_What is asked_:
Update the lines from the one containing "Query: door frame" through the one containing "Outline every instance of the door frame.", replacing "door frame" with "door casing" and leaving all else unchanged; give only those lines.

_Material provided_:
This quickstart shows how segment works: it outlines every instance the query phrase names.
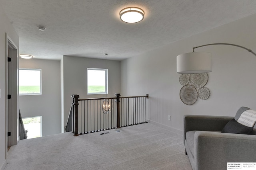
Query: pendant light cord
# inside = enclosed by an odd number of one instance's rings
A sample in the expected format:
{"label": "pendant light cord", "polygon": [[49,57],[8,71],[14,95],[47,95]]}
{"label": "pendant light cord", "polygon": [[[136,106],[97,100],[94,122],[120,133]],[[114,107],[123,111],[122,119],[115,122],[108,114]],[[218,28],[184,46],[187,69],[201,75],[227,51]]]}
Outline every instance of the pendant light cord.
{"label": "pendant light cord", "polygon": [[106,98],[107,98],[107,55],[105,54],[105,61],[106,61],[106,70],[105,70],[105,92],[106,92]]}

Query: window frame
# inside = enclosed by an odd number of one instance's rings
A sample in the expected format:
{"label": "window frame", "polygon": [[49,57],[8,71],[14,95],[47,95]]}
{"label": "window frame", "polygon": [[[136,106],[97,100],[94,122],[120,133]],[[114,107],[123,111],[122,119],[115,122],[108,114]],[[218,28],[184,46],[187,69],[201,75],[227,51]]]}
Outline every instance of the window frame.
{"label": "window frame", "polygon": [[[20,70],[30,70],[40,71],[40,93],[20,93]],[[42,69],[19,68],[19,96],[41,95],[42,95]]]}
{"label": "window frame", "polygon": [[[96,70],[99,71],[105,71],[105,92],[98,93],[89,93],[88,92],[88,70]],[[87,68],[87,94],[108,94],[108,69],[106,68]]]}

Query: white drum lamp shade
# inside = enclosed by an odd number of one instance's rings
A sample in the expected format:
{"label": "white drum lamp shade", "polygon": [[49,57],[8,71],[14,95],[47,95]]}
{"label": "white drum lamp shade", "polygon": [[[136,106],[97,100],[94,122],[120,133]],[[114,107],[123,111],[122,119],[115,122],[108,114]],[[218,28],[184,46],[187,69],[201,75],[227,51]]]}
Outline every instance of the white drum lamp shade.
{"label": "white drum lamp shade", "polygon": [[206,52],[188,53],[177,56],[177,73],[202,73],[212,71],[212,55]]}

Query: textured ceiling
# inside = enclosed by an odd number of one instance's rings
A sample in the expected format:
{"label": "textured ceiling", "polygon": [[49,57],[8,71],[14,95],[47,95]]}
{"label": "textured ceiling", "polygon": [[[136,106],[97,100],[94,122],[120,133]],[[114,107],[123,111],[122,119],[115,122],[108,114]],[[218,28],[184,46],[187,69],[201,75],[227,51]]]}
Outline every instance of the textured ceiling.
{"label": "textured ceiling", "polygon": [[[20,37],[20,53],[122,60],[256,13],[254,0],[0,0]],[[129,6],[144,20],[122,22]],[[37,27],[46,29],[39,31]]]}

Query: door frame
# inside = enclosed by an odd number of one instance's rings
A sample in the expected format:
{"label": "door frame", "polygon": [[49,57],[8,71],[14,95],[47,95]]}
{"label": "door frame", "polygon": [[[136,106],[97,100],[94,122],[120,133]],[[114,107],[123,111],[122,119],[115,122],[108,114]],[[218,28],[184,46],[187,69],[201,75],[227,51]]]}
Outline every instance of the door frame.
{"label": "door frame", "polygon": [[[7,158],[7,147],[8,146],[8,126],[10,124],[9,129],[11,132],[10,145],[16,145],[19,140],[19,90],[18,90],[18,68],[19,68],[19,58],[18,57],[18,48],[12,40],[11,38],[6,33],[6,158]],[[8,52],[9,51],[9,52]],[[11,62],[10,64],[10,69],[8,70],[8,57],[10,57]],[[10,71],[11,74],[11,77],[9,80],[8,77],[8,71]],[[11,84],[9,84],[8,80],[11,82]],[[8,94],[10,92],[11,94]],[[7,95],[11,94],[11,98],[7,99]],[[8,107],[8,104],[11,105]],[[10,109],[9,109],[10,108]],[[10,109],[11,110],[10,110]],[[8,113],[12,113],[10,115],[10,119],[8,119]]]}

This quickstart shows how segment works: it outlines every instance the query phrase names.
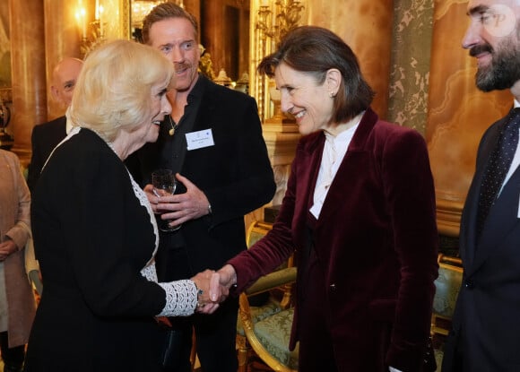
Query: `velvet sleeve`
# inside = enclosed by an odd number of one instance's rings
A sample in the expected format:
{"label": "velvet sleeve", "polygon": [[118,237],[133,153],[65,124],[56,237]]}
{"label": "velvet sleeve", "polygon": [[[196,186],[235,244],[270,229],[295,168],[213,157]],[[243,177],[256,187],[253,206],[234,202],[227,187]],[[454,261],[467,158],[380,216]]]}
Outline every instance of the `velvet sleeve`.
{"label": "velvet sleeve", "polygon": [[401,273],[386,362],[405,371],[420,370],[438,267],[435,190],[422,136],[415,131],[390,134],[381,168]]}

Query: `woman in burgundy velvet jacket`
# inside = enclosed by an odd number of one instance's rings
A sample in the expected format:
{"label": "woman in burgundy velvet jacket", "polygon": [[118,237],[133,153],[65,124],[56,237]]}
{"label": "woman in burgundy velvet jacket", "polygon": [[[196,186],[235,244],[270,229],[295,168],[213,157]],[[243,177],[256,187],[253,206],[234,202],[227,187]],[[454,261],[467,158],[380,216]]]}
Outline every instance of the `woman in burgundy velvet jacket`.
{"label": "woman in burgundy velvet jacket", "polygon": [[258,70],[304,136],[272,231],[221,282],[242,291],[294,253],[300,372],[426,370],[438,232],[422,136],[377,118],[356,56],[327,30],[290,31]]}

_Solution to this problem_:
Query: door casing
# inside = enclosed by an odd number of one instance's rings
A sample in the expected format:
{"label": "door casing", "polygon": [[49,57],[8,71],[14,95],[47,95]]}
{"label": "door casing", "polygon": [[[136,106],[97,100],[94,122],[120,133]],[[114,107],[123,111],[122,119],[115,122],[108,114]],[[218,28],[184,46],[187,69],[201,75],[227,51]]]}
Outline every instance of the door casing.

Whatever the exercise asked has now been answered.